# Record extracts start

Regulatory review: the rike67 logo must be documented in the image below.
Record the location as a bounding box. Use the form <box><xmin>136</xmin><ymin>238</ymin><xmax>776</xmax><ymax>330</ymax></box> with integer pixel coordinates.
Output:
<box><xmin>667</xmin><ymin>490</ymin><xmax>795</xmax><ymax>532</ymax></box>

# Record extracts end
# Record extracts start

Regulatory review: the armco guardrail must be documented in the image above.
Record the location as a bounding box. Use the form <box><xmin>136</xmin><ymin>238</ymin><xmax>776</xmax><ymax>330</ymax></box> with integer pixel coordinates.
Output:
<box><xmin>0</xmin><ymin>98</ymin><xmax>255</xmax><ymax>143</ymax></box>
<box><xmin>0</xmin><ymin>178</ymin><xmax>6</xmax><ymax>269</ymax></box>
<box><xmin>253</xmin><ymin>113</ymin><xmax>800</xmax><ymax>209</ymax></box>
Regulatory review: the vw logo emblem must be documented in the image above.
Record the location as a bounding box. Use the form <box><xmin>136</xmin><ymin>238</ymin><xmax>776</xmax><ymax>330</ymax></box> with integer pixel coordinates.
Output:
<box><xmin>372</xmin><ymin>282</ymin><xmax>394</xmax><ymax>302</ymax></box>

# Record extracts end

## Written request
Select every line in the entries above that contains the word "image", and copy each one out in full.

## Reply to the exercise
Regulatory review: the rike67 logo must be documented in the image below.
Regulatory review: the armco guardrail must be documented in the image above.
Regulatory review: the vw logo emblem must be documented in the image above.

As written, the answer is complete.